GIVEN TASK - Rewrite the records starting at the line containing "Give the mask of every instance of the truck windshield" and ending at the line containing "235), (581, 241)]", with the requests included and 73 added to every coordinate number in the answers. Give only those lines.

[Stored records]
———

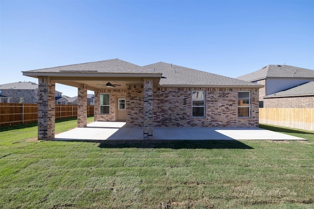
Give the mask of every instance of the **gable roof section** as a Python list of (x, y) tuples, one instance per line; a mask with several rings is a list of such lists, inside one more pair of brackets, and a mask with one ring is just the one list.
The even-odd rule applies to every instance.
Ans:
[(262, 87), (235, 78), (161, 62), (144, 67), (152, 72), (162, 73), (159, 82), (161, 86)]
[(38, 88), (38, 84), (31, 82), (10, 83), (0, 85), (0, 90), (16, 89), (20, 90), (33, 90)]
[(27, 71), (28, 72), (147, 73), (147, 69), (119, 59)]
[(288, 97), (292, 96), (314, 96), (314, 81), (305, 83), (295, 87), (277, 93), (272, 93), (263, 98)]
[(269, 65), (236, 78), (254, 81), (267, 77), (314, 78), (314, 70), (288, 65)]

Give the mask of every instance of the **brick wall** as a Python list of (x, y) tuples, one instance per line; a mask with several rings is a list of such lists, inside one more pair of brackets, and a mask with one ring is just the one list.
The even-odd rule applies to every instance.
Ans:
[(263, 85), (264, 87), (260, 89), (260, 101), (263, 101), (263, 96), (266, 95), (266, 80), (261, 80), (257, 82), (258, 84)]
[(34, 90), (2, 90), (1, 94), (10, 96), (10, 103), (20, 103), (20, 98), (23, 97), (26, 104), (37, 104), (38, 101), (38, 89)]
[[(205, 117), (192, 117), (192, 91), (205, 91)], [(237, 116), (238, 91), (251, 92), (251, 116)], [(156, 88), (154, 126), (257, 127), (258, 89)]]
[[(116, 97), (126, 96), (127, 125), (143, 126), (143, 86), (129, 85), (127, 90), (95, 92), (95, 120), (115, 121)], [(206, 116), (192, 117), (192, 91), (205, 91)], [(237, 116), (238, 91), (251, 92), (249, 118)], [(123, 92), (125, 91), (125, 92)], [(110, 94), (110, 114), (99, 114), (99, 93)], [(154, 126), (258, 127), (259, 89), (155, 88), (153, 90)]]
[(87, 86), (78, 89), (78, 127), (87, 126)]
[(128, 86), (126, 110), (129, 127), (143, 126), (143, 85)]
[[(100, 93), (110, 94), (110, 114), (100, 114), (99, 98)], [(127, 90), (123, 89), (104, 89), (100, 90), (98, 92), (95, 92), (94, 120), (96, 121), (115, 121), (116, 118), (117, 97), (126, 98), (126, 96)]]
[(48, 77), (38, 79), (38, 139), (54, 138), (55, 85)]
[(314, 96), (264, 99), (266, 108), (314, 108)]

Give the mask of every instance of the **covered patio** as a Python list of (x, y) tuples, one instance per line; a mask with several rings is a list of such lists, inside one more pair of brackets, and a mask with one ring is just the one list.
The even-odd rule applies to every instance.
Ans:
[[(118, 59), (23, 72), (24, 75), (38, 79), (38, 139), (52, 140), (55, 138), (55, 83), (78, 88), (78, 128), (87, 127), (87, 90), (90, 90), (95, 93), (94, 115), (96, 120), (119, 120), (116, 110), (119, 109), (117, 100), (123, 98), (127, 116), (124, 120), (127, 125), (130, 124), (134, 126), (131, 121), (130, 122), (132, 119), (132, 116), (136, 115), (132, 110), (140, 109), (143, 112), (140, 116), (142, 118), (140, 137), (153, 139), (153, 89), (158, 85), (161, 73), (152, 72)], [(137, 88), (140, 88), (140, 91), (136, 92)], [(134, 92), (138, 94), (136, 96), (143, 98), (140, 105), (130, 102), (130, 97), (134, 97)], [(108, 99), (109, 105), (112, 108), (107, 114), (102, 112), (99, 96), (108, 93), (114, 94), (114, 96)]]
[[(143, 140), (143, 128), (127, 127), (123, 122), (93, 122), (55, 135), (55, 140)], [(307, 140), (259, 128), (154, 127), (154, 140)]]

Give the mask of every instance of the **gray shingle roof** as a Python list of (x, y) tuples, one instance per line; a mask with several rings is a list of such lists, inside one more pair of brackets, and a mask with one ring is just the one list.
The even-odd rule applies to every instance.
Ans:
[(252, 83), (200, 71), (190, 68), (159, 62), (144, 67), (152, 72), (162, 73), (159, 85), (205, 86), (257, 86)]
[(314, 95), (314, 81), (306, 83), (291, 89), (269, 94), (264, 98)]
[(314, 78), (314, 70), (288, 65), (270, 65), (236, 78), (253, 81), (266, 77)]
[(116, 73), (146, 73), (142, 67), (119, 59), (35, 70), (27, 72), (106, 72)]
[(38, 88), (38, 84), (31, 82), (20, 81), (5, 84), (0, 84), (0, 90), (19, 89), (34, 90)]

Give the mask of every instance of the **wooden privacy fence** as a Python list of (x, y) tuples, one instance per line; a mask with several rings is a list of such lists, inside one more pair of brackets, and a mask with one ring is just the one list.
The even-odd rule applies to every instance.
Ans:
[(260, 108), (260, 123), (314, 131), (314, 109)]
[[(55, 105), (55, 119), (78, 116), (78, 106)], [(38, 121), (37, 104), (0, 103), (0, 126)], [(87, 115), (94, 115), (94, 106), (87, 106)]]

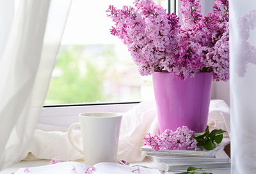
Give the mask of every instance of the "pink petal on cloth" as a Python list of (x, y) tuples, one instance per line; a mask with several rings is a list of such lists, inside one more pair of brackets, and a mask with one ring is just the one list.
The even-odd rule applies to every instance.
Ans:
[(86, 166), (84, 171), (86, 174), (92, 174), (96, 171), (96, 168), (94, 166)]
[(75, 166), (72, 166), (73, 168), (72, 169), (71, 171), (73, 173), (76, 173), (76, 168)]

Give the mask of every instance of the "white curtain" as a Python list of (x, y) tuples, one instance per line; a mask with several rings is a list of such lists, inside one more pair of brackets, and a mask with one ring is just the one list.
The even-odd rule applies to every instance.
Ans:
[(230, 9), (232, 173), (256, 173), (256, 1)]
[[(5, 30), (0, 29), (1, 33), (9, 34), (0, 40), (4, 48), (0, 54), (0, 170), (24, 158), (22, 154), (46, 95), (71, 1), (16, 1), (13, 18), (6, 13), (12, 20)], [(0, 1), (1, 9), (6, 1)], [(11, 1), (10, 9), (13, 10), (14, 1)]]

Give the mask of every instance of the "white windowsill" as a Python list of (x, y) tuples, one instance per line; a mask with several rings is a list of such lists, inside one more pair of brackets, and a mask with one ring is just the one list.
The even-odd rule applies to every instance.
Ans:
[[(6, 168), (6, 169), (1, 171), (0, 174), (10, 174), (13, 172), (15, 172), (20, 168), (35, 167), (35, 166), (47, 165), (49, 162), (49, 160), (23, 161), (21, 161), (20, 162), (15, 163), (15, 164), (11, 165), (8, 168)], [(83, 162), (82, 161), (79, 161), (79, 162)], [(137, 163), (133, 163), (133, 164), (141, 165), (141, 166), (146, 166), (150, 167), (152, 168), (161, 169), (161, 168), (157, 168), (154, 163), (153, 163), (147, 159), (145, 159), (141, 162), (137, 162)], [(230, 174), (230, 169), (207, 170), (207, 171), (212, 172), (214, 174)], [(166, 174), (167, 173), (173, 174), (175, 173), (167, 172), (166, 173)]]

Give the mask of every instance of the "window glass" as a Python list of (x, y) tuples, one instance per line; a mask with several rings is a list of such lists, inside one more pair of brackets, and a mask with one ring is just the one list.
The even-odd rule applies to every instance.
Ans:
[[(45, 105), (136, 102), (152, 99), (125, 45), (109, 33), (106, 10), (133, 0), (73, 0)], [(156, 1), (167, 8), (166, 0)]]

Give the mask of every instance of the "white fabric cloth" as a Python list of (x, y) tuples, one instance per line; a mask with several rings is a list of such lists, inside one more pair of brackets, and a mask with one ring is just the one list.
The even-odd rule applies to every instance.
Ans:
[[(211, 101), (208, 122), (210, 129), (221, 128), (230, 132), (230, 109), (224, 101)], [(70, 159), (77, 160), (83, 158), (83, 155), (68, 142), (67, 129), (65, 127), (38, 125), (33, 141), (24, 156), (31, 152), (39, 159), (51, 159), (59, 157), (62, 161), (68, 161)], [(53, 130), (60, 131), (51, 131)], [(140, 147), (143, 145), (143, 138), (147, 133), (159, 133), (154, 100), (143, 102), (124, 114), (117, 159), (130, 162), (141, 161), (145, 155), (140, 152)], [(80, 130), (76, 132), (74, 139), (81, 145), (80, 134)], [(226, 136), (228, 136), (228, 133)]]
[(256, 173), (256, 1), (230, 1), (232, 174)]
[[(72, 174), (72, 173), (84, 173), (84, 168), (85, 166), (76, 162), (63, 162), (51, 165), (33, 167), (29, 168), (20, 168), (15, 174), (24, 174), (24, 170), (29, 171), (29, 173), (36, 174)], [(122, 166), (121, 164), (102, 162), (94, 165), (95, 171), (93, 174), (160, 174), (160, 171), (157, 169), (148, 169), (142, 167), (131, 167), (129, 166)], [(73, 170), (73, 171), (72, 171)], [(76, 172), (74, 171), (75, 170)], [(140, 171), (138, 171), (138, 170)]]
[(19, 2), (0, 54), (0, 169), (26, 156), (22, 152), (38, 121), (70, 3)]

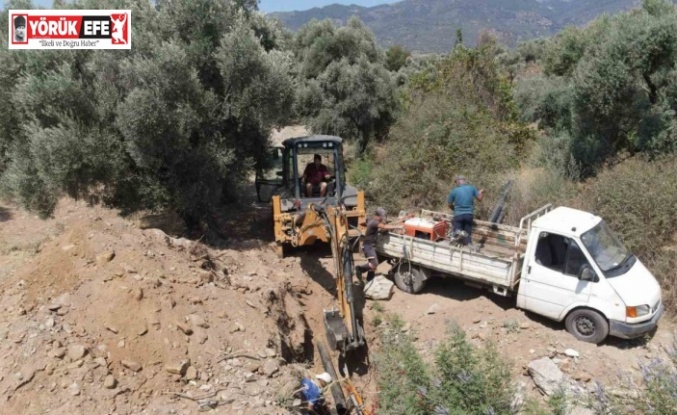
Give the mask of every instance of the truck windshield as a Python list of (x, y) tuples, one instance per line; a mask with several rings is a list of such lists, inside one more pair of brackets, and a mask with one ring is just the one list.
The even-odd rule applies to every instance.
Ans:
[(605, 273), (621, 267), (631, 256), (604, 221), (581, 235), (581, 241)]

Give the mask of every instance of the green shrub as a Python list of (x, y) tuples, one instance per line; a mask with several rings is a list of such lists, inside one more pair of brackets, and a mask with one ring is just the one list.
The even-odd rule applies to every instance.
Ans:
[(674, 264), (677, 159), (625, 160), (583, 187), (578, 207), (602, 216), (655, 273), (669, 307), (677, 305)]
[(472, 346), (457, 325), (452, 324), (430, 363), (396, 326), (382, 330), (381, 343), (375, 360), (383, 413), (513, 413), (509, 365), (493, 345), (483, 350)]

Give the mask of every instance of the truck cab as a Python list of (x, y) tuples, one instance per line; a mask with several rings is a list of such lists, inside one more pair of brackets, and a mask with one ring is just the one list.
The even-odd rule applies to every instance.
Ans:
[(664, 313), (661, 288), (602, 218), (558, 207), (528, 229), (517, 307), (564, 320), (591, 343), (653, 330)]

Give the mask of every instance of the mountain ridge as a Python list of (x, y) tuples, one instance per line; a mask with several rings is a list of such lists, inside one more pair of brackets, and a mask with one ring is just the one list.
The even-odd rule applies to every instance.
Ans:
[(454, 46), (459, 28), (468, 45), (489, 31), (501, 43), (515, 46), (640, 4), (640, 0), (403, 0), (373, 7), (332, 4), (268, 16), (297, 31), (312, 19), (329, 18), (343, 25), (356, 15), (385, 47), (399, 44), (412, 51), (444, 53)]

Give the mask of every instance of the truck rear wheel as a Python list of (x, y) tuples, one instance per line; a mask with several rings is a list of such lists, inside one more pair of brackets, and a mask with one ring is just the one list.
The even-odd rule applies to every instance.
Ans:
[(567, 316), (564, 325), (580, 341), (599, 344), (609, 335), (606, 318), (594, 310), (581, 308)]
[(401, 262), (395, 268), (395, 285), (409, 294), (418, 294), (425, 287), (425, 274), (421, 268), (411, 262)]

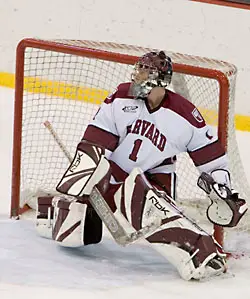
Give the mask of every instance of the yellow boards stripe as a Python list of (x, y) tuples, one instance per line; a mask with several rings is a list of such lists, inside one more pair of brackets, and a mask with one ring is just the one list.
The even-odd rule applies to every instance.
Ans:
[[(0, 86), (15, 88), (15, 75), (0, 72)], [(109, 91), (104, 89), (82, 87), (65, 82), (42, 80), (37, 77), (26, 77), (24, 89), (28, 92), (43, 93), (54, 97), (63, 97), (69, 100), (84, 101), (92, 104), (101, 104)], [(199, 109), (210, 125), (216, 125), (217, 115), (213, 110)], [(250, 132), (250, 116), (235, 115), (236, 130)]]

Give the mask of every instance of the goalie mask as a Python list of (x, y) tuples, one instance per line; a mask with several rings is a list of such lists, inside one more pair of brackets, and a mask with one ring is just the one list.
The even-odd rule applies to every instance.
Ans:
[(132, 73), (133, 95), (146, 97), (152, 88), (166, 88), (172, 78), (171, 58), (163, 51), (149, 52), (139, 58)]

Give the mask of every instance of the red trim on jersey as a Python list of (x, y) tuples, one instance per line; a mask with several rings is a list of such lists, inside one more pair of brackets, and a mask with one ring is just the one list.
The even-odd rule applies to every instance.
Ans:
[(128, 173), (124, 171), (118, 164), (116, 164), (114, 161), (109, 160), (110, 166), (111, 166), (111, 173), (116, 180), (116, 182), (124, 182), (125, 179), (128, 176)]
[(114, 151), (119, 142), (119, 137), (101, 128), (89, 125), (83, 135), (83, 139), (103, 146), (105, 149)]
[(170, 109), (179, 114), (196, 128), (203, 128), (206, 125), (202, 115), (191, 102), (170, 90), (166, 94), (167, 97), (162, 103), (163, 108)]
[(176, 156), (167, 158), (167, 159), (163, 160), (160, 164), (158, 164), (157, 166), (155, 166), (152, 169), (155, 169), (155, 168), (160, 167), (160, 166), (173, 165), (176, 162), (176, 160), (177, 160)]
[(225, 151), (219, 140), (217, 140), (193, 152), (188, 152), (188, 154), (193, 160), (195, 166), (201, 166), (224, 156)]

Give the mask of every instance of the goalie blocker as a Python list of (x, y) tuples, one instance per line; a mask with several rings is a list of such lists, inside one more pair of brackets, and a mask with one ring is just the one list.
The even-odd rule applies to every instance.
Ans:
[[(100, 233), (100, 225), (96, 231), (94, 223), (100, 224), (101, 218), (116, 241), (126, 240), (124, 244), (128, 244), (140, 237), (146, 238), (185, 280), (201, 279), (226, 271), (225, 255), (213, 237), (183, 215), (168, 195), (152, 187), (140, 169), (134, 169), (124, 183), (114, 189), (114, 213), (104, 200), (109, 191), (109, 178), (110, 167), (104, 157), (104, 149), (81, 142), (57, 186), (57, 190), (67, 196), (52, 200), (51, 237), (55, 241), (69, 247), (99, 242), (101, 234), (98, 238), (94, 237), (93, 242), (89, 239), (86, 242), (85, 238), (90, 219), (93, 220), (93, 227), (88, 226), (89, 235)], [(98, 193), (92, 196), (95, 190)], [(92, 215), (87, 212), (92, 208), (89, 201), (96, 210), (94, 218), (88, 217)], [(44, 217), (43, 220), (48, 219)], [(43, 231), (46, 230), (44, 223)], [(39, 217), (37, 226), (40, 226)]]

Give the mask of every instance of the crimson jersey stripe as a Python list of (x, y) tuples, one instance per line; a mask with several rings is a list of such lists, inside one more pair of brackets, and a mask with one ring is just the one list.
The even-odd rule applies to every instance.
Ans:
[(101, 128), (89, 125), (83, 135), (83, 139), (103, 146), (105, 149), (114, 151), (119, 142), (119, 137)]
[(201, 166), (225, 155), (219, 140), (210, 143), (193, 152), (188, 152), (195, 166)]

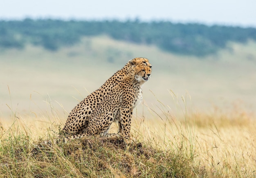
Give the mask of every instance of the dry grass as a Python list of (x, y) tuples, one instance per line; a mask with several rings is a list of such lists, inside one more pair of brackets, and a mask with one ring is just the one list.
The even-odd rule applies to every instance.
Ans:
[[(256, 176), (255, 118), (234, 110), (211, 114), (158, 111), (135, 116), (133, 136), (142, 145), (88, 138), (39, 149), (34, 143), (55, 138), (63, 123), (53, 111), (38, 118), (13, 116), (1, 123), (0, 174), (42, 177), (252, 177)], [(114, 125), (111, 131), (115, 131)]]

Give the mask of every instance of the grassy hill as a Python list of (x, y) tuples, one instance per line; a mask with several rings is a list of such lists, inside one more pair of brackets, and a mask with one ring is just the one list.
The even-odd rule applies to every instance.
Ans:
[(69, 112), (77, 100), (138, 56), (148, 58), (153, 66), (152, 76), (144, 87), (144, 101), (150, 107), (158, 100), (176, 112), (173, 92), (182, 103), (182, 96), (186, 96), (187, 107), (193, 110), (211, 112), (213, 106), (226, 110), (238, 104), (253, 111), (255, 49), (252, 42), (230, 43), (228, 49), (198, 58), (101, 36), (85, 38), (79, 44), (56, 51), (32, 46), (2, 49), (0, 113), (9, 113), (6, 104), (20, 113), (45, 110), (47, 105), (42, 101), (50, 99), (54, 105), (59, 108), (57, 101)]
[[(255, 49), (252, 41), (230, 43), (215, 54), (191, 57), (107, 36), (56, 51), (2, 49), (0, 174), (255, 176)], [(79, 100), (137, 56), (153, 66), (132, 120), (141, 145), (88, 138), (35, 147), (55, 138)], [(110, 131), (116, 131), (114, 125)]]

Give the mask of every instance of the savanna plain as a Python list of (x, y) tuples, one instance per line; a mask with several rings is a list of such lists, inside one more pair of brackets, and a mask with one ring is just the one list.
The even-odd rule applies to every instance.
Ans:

———

SOLUTION TO THIS EXERCISE -
Give the mask of every instance of the truck windshield as a Python list of (x, y) tuples, one instance per line; a mask with several rings is a list of such lists, inside one more pair of brackets, and a mask with one ring is just the one list.
The even-odd rule applies to every instance.
Ans:
[(678, 346), (694, 340), (704, 329), (677, 294), (654, 308), (654, 314)]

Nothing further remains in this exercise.